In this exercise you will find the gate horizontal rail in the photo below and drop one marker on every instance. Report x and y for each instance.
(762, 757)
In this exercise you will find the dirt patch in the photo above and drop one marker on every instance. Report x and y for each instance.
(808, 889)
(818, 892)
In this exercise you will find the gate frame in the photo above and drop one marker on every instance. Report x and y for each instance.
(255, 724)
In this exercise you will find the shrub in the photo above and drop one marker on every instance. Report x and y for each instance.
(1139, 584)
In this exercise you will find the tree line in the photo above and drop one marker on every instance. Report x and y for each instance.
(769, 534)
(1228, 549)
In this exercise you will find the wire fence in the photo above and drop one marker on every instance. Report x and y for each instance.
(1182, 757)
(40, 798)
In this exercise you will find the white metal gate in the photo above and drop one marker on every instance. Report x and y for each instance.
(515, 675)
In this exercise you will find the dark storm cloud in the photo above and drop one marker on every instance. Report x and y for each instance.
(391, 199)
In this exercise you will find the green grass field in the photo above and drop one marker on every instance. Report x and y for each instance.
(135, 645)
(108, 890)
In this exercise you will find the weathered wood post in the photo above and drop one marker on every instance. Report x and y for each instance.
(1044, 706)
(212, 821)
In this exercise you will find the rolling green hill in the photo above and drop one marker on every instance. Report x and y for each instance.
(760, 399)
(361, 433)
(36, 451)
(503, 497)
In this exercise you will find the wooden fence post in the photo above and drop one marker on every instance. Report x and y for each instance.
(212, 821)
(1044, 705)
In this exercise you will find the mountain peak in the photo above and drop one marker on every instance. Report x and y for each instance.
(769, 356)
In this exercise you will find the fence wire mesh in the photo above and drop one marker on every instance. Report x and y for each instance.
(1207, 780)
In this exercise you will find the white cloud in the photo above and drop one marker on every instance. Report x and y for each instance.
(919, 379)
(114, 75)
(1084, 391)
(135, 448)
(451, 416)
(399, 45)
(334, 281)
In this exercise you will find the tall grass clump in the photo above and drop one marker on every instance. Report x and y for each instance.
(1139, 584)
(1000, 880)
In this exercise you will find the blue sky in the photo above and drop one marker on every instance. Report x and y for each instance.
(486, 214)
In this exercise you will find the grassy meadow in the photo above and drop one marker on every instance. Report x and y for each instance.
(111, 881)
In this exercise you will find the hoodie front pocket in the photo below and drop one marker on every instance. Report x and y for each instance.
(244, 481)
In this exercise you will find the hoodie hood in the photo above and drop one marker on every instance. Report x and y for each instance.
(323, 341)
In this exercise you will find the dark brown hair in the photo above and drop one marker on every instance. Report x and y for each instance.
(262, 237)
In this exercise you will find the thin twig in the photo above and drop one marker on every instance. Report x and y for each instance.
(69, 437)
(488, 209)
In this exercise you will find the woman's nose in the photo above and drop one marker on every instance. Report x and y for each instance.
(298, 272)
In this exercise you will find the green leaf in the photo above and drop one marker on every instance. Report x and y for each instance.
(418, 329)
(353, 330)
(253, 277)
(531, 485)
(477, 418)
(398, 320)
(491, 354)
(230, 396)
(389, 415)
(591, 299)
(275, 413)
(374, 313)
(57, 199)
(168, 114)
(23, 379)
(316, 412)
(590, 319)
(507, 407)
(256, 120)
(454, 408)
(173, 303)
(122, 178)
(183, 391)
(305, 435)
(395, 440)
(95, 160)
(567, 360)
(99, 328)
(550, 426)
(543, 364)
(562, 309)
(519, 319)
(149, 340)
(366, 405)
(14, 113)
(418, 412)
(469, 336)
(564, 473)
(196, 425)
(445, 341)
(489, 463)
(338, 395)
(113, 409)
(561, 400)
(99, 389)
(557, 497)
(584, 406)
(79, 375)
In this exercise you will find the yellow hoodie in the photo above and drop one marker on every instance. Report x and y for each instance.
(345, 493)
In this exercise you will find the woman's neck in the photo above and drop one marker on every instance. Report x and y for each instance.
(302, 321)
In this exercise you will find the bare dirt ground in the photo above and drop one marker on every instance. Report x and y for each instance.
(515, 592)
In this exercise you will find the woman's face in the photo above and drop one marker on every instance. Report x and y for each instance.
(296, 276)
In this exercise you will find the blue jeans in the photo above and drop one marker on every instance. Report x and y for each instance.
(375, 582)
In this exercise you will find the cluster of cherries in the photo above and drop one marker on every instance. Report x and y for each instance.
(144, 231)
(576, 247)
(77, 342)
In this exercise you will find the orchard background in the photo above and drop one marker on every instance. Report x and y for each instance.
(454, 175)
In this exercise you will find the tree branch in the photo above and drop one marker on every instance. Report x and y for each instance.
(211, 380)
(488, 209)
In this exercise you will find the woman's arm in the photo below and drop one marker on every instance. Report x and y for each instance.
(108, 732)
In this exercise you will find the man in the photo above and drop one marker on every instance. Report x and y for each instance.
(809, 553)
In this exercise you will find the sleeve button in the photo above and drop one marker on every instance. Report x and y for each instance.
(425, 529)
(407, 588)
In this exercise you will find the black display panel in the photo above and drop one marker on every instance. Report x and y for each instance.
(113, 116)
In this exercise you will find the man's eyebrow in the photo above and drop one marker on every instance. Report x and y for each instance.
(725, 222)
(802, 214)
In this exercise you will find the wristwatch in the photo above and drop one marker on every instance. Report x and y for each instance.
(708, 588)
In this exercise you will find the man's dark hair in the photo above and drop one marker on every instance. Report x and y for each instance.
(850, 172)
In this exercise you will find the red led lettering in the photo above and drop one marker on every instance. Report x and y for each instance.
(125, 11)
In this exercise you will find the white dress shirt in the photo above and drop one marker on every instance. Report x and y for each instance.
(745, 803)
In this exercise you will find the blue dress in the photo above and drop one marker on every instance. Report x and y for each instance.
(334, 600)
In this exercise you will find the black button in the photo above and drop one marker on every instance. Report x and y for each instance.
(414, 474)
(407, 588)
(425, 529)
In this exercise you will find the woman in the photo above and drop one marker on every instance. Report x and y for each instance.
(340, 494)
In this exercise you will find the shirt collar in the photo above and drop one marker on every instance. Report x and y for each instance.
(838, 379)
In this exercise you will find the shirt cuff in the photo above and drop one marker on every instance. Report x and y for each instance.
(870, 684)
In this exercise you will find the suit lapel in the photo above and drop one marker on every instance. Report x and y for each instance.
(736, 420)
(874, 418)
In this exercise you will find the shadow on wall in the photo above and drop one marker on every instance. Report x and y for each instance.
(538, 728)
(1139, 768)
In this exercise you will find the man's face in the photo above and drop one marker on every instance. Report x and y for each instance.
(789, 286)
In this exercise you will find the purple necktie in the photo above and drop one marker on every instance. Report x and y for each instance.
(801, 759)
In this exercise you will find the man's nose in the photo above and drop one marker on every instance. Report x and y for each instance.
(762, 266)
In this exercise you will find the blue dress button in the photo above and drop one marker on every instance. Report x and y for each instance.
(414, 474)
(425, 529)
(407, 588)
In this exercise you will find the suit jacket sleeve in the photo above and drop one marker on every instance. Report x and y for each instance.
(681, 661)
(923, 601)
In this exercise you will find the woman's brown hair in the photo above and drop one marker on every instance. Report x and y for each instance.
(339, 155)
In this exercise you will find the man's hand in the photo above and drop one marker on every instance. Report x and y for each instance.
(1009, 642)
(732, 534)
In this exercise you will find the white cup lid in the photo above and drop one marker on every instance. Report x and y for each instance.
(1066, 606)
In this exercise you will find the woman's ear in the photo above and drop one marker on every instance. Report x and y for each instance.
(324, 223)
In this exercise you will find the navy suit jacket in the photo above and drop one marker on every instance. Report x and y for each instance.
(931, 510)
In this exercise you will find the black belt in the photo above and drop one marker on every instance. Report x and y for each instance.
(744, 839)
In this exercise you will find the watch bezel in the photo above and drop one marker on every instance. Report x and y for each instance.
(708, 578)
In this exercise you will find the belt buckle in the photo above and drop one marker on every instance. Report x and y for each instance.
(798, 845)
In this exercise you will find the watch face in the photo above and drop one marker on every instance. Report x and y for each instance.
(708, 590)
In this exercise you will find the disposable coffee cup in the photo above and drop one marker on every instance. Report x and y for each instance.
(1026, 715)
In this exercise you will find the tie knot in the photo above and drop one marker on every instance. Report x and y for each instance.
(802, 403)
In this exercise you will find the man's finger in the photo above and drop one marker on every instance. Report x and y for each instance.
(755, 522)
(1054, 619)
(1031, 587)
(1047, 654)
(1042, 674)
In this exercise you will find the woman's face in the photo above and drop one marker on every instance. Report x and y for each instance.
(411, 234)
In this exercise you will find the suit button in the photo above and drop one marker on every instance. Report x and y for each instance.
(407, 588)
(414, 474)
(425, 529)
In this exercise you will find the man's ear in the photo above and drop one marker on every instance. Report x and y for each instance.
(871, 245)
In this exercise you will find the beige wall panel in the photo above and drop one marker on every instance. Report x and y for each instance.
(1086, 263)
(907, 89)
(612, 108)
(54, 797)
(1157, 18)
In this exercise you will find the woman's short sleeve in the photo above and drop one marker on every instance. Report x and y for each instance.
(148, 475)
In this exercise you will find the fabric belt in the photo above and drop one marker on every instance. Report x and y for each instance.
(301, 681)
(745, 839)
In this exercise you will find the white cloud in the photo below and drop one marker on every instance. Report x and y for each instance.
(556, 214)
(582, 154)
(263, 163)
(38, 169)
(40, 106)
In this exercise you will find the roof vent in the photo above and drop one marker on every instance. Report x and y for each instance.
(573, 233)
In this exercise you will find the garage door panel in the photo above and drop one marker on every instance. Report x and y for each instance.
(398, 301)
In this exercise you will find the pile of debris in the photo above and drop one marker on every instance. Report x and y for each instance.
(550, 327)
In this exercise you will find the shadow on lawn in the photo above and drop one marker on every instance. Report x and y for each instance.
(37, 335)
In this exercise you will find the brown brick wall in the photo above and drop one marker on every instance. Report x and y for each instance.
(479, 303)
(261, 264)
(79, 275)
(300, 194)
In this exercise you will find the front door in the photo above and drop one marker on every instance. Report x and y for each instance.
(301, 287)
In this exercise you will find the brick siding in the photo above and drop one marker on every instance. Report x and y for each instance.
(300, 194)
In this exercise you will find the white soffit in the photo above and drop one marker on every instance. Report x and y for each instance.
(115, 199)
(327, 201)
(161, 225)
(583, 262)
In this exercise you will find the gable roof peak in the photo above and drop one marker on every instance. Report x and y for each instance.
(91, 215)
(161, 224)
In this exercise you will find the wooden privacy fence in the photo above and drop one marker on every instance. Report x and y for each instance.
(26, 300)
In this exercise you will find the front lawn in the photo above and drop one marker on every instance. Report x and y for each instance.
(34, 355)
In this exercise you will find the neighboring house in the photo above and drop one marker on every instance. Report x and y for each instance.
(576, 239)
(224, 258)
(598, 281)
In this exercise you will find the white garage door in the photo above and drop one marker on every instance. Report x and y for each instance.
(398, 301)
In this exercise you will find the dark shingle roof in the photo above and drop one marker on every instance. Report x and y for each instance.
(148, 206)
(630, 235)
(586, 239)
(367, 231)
--------------------
DIRECTIONS FOR THIS TASK: All lines from the one containing "In this exercise you will find the gable" through the end of the records, both ends included, are to be quoted exactly; please add nothing else.

OUTPUT OF THE TASK:
In this exercise you will find the gable roof peak in the photo above and drop one marker on every instance. Report x and y for each instance.
(91, 215)
(161, 224)
In this exercise you will find the wooden privacy fence in the photo above and drop one marker on every instance. Report x and y for each instance.
(26, 300)
In this exercise you will find the front lawn in the photo above and drop one marker on every instance. Report x and y for each instance.
(34, 355)
In this exercise you will find the neighboring house in the photo above and drop one marker on every instance. Report x and y for each instance.
(576, 239)
(224, 258)
(598, 281)
In this exercise you will find the white garage door in the photo above and drop one marker on every instance. Report x and y for each instance.
(398, 301)
In this exercise you will find the dark shingle roof in the photo above and drop one marker on every instance. Report x and y for each instance.
(148, 206)
(630, 235)
(586, 239)
(367, 231)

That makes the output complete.